Copy the passage on studying engineering in the United States word for word, from "The motivation to" up to and including "among international students.".

#### Reading text
====

Engineering is quickly becoming one of the largest professions in the United States. There is no better place to study engineering.
There are many unique answers when posing the question of “How?” How does this chair hold me up? How is that I can talk on my cell phone or chat on the Internet with someone across the world? How did this water in my glass become clean? Although the answer to each of these questions is unique, there is one simple explanation for all of these questions: engineering.
No matter where you are in the world, the evidence of engineering is universal. Today, engineers are developing solutions and building the latest technologies for everything from smart phones to solving the world’s most dire problems. The rapid pace of technology and the scarcity of natural resources have made the demand for engineers greater than ever.
The motivation to pursue an engineering degree may differ from student to student. For some, it is the desire to have a successful and profitable career. Others want to bring advancement and a better future to their communities. Then there are students who are drawn to the field because they are naturally curious about how things work.
Your motivation may be unique, but your ambition to study engineering in the USA is not. Every year, more and more international students come to the United States to pursue undergraduate, graduate and doctorate engineering degrees. According to the 2010/11 Open Doors Report, 135,592 international students were enrolled in U.S. engineering programs. It is one of the most popular fields of study among international students.

====

#### Data extract
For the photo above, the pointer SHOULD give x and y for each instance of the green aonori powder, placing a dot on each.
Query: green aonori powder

====

#### Exercise response
The motivation to pursue an engineering degree may differ from student to student. For some, it is the desire to have a successful and profitable career. Others want to bring advancement and a better future to their communities. Then there are students who are drawn to the field because they are naturally curious about how things work.
Your motivation may be unique, but your ambition to study engineering in the USA is not. Every year, more and more international students come to the United States to pursue undergraduate, graduate and doctorate engineering degrees. According to the 2010/11 Open Doors Report, 135,592 international students were enrolled in U.S. engineering programs. It is one of the most popular fields of study among international students.